[begin PASSAGE]

There was one for whom it would have been good if he had never been born. But if this were all, if it were no more than a particular truth relating to one particular man, better a great deal that we should turn away our minds from a subject so dreadful rather than fix them on it; for why should we pain ourselves, why injure the calm tone of our feelings by presenting to them images

of gratuitous horror? What I have said already would have been far too much, if this were so. But if it be no particular truth, but a general one; if there have been many of whom it might have been said no less truly that it were good for them if they had never been born: when above all it will be truly said of our very selves,-of us now sitting here,-of us, most of us so young and so happy,—of us, so full of hope and of enjoyment, -when I say it will be true of every one of us that it were good for us if we had never been born, unless we cross over from death unto life, and so strive, and so watch, and so pray, as many of us now perhaps can hardly fancy themselves doing, -then it is no useless horror, no unnecessary exciting the feelings, but a work rather of soberness, and truth, and loving kindness, to open the eyes of any on that gulf of infinite darkness into which he of whom Christ spake once fell; on whose edge, unconscious of our danger, we ourselves in many cases are now standing.

There is no occasion to dwell on the particular sin of him of whom the words in the text were spoken; for we know that except we repent we shall all likewise perish. Otherwise we might remember that they who sin against their Saviour are expressly said to crucify Him afresh; their guilt being thus made directly of the same sort as well as degree with his of whom Christ said that it had

been good for him if he had never been born. It is not the particular sin, however, with which we are concerned, but rather the general state on which this fearful doom was pronounced. It was the state of one who with many opportunities long offered to him, had neglected all; who had brought himself to that condition that he might despair, but could not repent. Now if this condition were wholly ours, then it were vain to speak of it; if we had so long and so obstinately hardened our hearts that there was no place left for repentance, then indeed we might sit down and cross our arms as helplessly as the boatman when he feels himself within the sure indraught of the cataract, and that no human aid can save him from being swept down the fearful gulf. But if the boat be not so surely within the grasp of the current, if yet, though it be fast hurrying downwards, it may by a vehement effort be rescued, if the shore of certain safety be not only near, but by possibility accessible, who cannot conceive the energy with which we should struggle under such circumstances? who cannot feel of what intense efforts he would then be capable, when on the issue of a few moments of greater or less exertion, life or death were hanging?

[end PASSAGE]
[begin DATA ENTRIES]

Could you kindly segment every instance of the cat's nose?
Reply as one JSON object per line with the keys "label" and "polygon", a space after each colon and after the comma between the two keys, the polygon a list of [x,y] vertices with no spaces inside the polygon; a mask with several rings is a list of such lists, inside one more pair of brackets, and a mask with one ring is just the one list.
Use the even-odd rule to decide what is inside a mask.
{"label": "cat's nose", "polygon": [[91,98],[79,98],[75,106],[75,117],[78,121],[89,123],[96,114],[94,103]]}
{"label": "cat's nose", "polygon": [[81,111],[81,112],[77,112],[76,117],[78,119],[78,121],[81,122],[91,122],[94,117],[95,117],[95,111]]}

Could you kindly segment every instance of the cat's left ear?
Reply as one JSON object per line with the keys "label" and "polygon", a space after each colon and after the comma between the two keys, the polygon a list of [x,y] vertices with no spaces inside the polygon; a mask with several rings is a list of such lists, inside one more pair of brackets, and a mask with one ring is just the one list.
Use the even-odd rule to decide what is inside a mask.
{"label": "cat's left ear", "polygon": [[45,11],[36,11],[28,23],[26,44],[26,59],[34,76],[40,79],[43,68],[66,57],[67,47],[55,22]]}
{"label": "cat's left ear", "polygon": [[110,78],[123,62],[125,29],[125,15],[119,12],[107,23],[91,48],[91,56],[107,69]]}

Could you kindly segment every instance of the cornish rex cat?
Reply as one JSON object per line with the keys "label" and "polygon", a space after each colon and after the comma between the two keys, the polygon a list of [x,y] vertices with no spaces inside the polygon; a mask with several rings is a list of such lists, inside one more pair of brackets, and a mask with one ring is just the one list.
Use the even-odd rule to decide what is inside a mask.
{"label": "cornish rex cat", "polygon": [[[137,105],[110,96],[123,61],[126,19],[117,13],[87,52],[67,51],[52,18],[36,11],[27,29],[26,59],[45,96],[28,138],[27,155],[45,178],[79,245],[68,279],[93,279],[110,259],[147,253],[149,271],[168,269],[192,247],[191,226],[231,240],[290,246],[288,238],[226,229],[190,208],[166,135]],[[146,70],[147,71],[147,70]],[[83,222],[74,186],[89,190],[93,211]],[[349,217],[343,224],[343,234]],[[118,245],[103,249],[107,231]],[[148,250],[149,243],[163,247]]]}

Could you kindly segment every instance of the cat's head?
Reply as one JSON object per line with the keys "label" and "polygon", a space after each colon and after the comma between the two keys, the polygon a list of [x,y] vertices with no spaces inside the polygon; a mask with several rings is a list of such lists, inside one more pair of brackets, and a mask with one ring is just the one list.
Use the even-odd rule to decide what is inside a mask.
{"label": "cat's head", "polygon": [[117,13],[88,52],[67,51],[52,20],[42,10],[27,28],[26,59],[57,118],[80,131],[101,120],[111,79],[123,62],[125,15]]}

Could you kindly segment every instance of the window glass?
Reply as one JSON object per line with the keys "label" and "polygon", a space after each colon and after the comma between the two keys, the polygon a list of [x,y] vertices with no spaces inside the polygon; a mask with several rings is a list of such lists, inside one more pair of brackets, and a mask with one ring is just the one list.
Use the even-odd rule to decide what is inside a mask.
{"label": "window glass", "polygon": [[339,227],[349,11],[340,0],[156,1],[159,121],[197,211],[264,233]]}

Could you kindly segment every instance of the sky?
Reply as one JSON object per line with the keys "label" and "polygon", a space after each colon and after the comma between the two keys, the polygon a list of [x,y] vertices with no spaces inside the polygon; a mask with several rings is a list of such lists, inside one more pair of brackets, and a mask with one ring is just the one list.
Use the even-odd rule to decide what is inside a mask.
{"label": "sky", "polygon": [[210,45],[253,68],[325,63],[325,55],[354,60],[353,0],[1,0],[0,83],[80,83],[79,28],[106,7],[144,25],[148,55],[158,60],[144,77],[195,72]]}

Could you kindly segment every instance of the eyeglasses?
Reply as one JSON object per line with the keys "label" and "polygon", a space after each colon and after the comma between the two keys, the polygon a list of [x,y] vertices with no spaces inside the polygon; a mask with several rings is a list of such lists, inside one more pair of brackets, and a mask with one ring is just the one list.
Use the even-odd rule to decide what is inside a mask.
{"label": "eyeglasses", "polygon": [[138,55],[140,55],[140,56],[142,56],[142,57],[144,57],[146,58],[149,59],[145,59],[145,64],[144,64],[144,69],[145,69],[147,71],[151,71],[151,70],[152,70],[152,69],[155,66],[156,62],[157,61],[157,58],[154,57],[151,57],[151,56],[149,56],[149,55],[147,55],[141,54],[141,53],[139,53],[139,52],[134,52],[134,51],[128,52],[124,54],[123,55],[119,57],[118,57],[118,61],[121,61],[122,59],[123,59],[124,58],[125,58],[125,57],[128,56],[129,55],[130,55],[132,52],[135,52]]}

[end DATA ENTRIES]

In the sermon passage, what are those who sin against their Saviour expressly said to do?

They are said to crucify Him afresh.